> _Ausgewählter Text_:
++++++

Ein Pilz wächst aus dem Po, eine weibliche Brust ragt aus großen Blättern hervor, ein Penis lugt hinter einem moosbewachsenen Stein heraus – mit ihrer Performance „Frauen im Wald“ haben Justyna Koeke und Mimosa Pale ein neues Bild erotischer Darstellungen von Frauen in der Natur geschaffen. Im Interview lest Ihr, wie es dazu gekommen ist und was Tinder damit zu tun hat.

Wir feiern den beginnenden Herbst mit sechs Bildern ihrer Performance – jeden Montag ein neues erotisches Natur-Motiv.
Eine Freude!

Die Künstlerinnen Justyna Koeke (rechts) und Mimosa Pale haben ihr Projekt zufällig begonnen – als sie beim gemeinsamen Urlaub in Mimosas Heimat durch den Wald spazierten. Fotocredit: Frauen im Wald, Justyna Koeke und Mimosa Pale

Ich muss immer noch lachen, wenn ich mir Eure Fotos ansehe. Wie seid Ihr bitte auf diese Idee gekommen?

++++++

> _Datensätze aus einer Datenquelle_:
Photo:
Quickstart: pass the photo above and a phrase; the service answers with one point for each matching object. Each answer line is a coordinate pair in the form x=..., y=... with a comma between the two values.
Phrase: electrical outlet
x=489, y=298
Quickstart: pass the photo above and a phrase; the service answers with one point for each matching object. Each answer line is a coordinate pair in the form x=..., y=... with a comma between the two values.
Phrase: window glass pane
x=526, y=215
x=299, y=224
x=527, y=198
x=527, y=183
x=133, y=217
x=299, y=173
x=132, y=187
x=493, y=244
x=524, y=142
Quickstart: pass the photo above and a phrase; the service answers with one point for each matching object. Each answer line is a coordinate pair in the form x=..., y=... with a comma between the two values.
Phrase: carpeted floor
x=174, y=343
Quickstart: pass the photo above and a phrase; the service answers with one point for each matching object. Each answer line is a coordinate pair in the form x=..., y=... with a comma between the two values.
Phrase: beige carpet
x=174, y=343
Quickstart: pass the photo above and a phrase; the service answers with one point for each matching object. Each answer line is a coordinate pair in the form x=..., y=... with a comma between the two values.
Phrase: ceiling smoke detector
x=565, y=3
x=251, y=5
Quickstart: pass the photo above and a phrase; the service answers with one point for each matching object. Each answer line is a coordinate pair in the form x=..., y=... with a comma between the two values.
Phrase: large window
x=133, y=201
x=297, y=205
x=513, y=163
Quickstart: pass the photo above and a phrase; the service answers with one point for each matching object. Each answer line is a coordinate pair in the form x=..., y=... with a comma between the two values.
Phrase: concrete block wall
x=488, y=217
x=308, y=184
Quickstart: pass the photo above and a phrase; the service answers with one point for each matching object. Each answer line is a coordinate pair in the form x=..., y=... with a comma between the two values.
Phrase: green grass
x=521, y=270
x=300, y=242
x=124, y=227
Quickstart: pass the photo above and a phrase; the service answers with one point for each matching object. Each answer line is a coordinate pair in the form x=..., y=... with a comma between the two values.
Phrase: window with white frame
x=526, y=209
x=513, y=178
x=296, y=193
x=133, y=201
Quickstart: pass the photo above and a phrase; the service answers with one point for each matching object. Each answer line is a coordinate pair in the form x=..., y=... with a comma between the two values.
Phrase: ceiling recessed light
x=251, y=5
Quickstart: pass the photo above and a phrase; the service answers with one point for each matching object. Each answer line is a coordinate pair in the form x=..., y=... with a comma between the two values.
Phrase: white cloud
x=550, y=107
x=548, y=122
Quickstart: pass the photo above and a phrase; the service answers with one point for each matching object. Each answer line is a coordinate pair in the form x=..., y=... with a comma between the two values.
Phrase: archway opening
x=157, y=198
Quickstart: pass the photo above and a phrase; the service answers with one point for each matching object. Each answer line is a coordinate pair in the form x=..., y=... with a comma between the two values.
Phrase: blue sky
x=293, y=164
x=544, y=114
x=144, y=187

++++++

> _Zu bearbeitende Aufgaben_:
(1) Beantworte anhand des Textes über die Performance „Frauen im Wald“ diese drei Fragen:
(a) Welche beiden Künstlerinnen haben die Performance geschaffen?
(b) In welchem Rhythmus wird ein neues Bild der Performance gezeigt?
(c) Bei welcher Gelegenheit haben die Künstlerinnen ihr Projekt begonnen?
(2) Schreibe den Text über die Performance „Frauen im Wald“ nach der zuletzt gestellten Interviewfrage weiter.

> _Lösungen_:
(1)
(a) Justyna Koeke und Mimosa Pale.
(b) Jeden Montag erscheint ein neues erotisches Natur-Motiv.
(c) Sie haben es zufällig begonnen, als sie beim gemeinsamen Urlaub in Mimosas Heimat durch den Wald spazierten.

(2)
Mimosa: Justyna und ich haben 2021 in Finnland Ferien gemacht. Meine Familie hat dort ein kleines Haus, es war Sommer, wir hatten Zeit. Und wenn Künstlerinnen denken, sie machen Urlaub, dann entstehen jede Menge Ideen. Wir waren im Wald und haben angefangen zu fantasieren. Zwischen uns entwickelte sich automatisch ein spielerischer Prozess.

Das heißt, Ihr wart im Wald, habt Euch ausgezogen und dann wahlweise mit Pilzen oder Ästen gespielt?
Mimosa: Soweit ich mich erinnere, waren wir sowieso schon halb nackt. Wir waren in der Sauna, dann im See schwimmen …
Justyna: Es ist wichtig, dass man das Finnische berücksichtigt. Der Umgang mit dem nackten Körper in Finnland ist ein komplett anderer als in Deutschland. Da ist Nacktsein im Wald oder sonst wo nichts Besonderes. Und die Menschen sind mit dem Wald viel mehr verbunden.
Mimosa: Ja, der Wald bedeutet Nahrung. Er ist eine Quelle an Beeren, Pilzen, man kann Holz schlagen oder jagen.
Justyna: In Deutschland ist der Wald eher düster, gefährlich, das Böse lauert, es gibt Hexen.
Mimosa: In Finnland hat der Wald diese gefährliche Bedeutung gar nicht; er hat etwas Zauberhaftes und Praktisches.
Justyna: Wir haben damals noch gar nicht an ein Projekt gedacht. Erst, als wir uns überlegten, dass die Situationen, die wir schufen, fotografiert werden sollten, wurde daraus etwas Größeres.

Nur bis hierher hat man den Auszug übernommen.